Figure 2: i) Toluidine blue stained human tissue (71 yr male), cultured loaded within the Zetos system for 14 days without the addition of TGFβ3. Not much new bone formation visible, most surfaces were quiescent. ii) Masson stained, tissue (81 yr male), cultured in the loaded system for 14 days without the addition of TGFβ3. Osteoclasts present in Howship’s lacunae (red arrows) iii) Toluidine blue stained and iv) Masson stained human tissue (54 yr male), cultured loaded within the Zetos system for 14 days with the addition of TGFβ3, displaying normal morphology
Figure 3: Human bone tissue (70 yr male), cultured in the Zetos system for 14 days. i) Movat stained section depicting osteoid seams in red and calcified tissue in yellow. ii) Bone sialoprotein labelled section (10 µg/ml polyclonal rabbit anti-human). Surface undergoing resorption - green arrow, osteoid seam - red arrows. iii) Osteopontin stained section (10 µg/ml polyclonal goat anti-rabbit). Surface undergoing resorption - green arrow, osteoid seam - red arrows. iv). Negative control – omission of primary antibody.

DATA FOR ANALYSIS =>
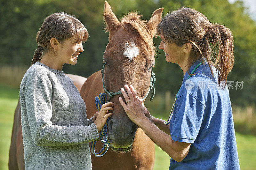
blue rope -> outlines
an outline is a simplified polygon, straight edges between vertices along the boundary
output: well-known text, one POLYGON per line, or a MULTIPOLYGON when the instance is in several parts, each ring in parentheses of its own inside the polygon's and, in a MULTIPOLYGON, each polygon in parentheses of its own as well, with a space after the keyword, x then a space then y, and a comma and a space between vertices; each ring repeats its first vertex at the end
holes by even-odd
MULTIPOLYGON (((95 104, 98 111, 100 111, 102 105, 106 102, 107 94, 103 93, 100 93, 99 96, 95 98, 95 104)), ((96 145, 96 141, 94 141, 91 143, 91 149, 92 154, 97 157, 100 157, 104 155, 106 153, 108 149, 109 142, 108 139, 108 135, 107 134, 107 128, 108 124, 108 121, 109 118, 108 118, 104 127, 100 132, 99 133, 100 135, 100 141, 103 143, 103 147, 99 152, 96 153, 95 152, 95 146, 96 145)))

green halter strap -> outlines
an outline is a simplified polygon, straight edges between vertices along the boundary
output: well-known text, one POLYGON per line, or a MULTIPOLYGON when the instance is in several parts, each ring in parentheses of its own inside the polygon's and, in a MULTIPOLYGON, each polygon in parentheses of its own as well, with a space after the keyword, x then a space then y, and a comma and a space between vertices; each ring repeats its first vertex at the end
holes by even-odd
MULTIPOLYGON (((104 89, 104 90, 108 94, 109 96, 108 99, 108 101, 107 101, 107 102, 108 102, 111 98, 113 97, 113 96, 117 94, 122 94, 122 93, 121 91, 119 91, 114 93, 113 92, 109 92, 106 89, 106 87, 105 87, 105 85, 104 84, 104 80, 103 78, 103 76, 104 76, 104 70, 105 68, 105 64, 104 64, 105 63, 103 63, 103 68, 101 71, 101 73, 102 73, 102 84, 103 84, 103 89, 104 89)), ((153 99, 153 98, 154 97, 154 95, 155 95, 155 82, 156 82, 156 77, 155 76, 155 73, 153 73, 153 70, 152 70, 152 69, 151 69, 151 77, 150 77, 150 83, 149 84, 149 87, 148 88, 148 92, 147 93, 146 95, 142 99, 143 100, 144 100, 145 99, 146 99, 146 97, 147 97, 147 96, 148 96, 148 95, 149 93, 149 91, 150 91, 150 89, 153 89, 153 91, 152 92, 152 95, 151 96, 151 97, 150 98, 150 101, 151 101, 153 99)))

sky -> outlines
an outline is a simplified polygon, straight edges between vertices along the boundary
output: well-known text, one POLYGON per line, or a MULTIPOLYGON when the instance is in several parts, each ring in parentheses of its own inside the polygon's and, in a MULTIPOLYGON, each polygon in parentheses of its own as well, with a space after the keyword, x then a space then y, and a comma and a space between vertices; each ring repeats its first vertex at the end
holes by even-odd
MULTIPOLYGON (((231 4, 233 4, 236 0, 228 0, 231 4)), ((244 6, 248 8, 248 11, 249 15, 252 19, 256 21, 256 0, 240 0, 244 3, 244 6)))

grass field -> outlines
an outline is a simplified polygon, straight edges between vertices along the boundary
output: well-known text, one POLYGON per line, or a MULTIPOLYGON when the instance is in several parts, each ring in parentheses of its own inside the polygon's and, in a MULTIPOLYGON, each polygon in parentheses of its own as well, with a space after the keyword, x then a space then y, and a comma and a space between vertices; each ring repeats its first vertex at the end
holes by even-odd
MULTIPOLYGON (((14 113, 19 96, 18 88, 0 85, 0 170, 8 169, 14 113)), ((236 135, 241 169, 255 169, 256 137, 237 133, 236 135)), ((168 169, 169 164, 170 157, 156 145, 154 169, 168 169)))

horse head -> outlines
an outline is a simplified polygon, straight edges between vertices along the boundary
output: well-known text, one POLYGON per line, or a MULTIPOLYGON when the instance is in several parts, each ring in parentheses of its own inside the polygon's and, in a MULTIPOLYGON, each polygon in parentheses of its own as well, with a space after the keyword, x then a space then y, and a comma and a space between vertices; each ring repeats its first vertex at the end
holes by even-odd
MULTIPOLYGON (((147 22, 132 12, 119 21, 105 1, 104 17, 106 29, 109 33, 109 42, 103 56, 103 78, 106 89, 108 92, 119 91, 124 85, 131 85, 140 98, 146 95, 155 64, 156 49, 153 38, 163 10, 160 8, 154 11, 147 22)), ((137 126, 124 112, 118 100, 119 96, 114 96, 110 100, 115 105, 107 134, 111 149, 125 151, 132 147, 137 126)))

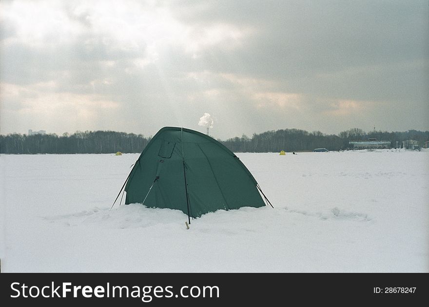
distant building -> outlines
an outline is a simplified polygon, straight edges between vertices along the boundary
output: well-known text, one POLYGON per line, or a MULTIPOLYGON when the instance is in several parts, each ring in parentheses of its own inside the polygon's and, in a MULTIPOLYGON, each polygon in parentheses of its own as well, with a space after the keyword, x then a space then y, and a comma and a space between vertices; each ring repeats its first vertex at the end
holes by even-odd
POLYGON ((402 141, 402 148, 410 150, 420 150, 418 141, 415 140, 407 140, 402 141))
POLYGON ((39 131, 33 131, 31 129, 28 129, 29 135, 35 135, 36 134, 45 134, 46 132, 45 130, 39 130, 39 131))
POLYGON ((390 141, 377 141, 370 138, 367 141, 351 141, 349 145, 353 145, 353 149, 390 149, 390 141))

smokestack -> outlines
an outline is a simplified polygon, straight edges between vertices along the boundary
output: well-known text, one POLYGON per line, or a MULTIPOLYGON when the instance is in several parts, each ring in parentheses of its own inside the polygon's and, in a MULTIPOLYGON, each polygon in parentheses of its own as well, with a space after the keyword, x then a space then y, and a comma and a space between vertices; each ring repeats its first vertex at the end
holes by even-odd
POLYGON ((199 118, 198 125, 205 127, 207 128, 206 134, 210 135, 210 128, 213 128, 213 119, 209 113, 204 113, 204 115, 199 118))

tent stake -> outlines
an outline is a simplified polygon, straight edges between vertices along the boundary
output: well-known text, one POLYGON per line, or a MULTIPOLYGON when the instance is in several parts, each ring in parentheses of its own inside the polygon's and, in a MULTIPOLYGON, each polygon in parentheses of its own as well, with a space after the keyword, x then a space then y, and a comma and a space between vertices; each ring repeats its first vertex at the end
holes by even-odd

WORK TO COMPLETE =>
A) List every donor age given in the figure captions on bone tissue culture.
B) In the Movat-stained section described in the figure captions on bone tissue culture, what color shows the osteoid seams?
The rows are not needed for any of this work.

SOLVED TASKS =>
A) 71 years, 81 years, 54 years, 70 years

B) Red